- [SET TASK]:
Which lines in the entries below contain the word "reflection"? Return each such line in full.

- [RECORDS FOR PROCESSING]:
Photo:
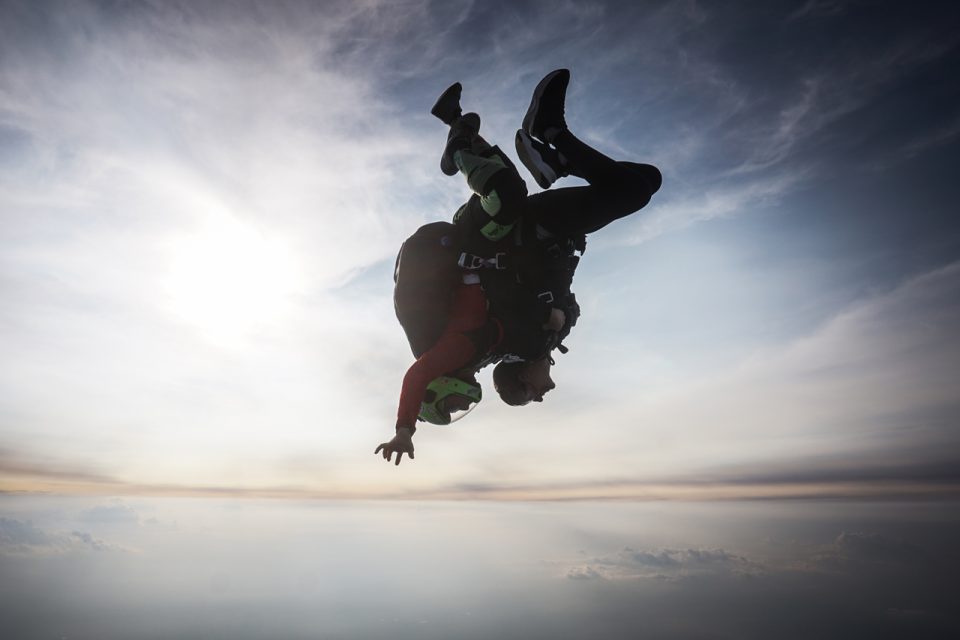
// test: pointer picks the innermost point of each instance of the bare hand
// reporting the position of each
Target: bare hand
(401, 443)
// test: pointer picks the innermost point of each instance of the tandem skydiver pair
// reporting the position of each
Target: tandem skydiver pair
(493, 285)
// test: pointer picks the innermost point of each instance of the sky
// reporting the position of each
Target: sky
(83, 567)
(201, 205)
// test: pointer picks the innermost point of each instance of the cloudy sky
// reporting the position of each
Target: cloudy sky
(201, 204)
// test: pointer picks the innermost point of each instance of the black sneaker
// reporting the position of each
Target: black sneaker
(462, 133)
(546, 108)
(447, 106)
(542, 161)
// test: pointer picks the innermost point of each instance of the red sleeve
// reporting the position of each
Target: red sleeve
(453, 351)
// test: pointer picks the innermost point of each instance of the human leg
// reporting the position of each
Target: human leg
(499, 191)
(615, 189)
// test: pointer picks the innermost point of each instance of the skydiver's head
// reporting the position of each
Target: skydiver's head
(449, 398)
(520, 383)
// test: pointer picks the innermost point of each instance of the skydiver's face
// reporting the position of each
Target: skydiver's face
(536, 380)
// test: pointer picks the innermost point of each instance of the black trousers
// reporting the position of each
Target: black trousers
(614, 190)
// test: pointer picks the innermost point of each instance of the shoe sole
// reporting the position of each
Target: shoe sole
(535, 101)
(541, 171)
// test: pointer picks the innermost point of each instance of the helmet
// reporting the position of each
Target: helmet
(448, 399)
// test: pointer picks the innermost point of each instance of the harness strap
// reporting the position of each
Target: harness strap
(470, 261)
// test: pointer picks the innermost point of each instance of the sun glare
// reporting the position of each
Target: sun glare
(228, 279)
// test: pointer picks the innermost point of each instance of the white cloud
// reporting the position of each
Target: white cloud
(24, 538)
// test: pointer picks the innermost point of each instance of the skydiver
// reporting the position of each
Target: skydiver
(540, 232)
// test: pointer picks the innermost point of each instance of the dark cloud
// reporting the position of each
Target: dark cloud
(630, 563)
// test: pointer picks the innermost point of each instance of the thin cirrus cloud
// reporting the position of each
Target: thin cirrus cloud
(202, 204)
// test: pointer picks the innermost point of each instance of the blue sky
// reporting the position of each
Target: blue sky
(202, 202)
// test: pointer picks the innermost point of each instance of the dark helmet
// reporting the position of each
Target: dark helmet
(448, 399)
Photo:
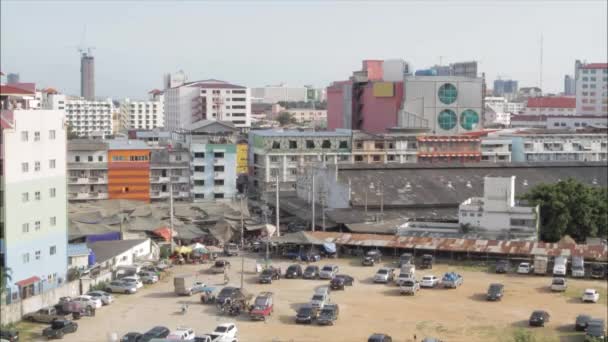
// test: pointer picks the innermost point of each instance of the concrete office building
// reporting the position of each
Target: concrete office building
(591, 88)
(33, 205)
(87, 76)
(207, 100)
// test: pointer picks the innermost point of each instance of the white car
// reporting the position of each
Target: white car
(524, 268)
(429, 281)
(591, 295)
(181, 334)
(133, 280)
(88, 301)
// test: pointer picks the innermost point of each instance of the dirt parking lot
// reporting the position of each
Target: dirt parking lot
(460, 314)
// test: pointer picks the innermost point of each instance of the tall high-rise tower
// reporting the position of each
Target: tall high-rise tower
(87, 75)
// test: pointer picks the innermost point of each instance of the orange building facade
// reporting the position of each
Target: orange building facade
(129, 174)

* * *

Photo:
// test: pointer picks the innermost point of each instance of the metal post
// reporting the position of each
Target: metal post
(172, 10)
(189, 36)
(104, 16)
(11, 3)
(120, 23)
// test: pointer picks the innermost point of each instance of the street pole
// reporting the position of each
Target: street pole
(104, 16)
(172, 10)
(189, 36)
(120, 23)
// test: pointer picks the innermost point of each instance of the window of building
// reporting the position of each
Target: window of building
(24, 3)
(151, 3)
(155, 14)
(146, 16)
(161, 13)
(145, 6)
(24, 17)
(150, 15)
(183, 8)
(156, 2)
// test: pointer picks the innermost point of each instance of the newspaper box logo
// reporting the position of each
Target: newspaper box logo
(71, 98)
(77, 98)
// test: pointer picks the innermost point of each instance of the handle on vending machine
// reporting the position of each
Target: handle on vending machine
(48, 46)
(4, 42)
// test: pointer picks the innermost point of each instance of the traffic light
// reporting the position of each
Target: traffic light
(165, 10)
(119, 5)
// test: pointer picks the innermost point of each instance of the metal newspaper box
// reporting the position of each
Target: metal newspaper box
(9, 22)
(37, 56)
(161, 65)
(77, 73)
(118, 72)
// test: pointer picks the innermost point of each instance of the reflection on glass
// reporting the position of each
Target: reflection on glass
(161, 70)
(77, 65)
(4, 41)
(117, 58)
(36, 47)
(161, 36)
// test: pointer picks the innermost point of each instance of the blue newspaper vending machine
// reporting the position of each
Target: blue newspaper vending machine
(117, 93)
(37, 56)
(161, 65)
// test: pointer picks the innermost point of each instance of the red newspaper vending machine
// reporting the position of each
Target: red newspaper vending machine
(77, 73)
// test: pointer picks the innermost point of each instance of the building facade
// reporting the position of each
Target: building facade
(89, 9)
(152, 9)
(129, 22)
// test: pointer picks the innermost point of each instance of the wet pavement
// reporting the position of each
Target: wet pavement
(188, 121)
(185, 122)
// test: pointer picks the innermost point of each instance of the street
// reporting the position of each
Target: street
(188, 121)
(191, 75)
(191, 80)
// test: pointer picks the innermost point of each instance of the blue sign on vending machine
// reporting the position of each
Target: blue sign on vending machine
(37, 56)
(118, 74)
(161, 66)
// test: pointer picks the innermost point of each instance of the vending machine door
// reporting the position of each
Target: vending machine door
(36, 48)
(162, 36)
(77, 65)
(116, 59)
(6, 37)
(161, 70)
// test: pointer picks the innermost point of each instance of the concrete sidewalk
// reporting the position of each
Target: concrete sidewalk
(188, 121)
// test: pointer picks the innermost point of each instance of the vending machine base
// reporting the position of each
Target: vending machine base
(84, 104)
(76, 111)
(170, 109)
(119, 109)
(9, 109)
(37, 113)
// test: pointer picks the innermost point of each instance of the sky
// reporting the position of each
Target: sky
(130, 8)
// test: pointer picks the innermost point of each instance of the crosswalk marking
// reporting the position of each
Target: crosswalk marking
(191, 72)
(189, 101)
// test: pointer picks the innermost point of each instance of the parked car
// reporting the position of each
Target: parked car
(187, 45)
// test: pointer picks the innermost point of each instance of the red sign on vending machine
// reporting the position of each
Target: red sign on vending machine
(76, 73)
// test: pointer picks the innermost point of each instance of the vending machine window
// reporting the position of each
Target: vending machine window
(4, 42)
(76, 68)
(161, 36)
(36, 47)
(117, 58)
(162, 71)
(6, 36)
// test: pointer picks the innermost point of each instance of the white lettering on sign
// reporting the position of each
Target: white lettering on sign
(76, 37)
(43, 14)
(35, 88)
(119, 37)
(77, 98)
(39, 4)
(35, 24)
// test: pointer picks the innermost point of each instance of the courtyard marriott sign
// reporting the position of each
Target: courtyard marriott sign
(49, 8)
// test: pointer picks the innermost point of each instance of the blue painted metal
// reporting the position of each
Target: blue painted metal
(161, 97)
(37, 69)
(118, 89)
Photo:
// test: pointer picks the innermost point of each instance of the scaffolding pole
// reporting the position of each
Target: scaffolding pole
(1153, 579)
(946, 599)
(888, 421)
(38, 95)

==

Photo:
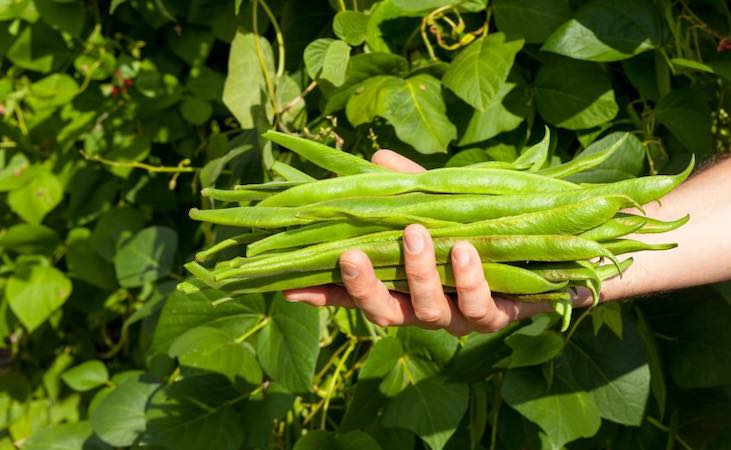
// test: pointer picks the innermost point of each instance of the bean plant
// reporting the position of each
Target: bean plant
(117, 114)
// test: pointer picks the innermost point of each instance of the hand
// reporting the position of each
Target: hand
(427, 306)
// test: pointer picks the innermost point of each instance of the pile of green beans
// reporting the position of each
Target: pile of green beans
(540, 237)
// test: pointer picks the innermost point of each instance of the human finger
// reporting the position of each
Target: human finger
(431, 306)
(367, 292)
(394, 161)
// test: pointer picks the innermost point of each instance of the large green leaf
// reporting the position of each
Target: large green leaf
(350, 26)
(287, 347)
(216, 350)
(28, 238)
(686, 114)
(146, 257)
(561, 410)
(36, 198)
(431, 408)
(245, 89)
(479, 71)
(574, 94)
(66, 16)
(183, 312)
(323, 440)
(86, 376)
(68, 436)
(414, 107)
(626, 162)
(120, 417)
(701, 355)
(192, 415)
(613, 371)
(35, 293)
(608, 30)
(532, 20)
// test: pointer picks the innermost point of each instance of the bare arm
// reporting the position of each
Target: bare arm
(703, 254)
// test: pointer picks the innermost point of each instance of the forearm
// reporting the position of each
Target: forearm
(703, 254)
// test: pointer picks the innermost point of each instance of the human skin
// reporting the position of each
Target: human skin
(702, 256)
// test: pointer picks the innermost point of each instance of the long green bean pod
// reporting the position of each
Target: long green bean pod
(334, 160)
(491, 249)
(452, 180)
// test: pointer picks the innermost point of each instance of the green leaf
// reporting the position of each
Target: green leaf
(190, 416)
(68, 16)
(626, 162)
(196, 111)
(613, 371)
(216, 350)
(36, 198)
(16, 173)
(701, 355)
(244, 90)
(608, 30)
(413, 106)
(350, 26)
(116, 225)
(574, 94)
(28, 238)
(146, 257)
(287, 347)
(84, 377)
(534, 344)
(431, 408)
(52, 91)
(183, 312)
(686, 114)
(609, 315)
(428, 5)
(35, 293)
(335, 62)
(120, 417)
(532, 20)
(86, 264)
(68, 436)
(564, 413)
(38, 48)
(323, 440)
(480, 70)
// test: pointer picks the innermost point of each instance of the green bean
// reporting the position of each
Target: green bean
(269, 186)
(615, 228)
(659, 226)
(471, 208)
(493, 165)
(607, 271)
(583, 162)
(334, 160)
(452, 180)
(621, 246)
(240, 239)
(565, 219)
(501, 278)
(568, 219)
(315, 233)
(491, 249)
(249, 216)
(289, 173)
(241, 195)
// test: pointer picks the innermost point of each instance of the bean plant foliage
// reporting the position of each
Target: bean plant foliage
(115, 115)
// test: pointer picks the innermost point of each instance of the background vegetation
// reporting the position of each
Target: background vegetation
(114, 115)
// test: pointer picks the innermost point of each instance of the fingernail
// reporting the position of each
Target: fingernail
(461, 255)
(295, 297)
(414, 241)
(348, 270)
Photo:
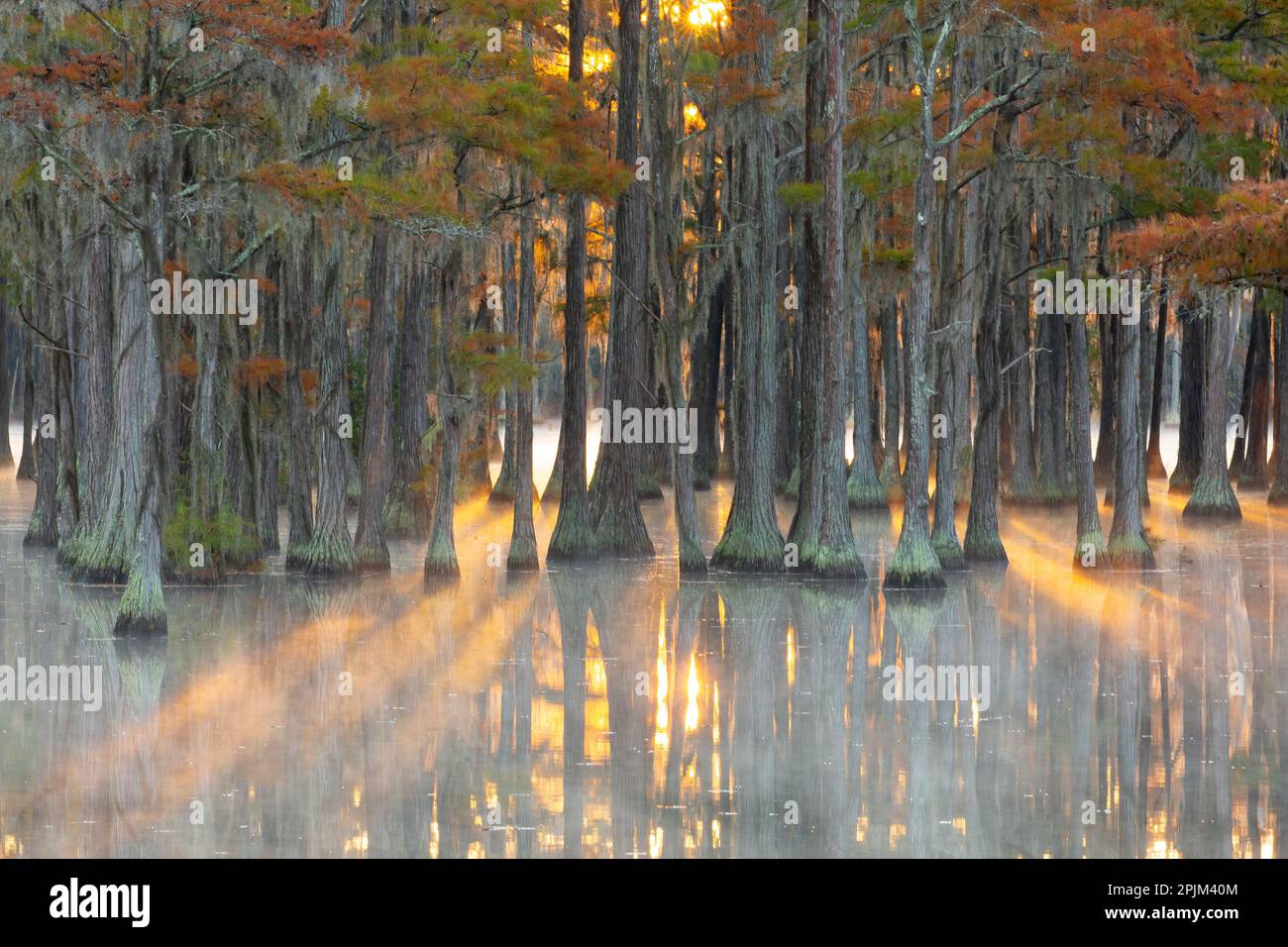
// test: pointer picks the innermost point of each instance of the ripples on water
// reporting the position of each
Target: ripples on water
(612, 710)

- [TASK RESPONSE]:
// test: pointer picks the innermost point of each instance of the reflection on glass
Target: reflection on glass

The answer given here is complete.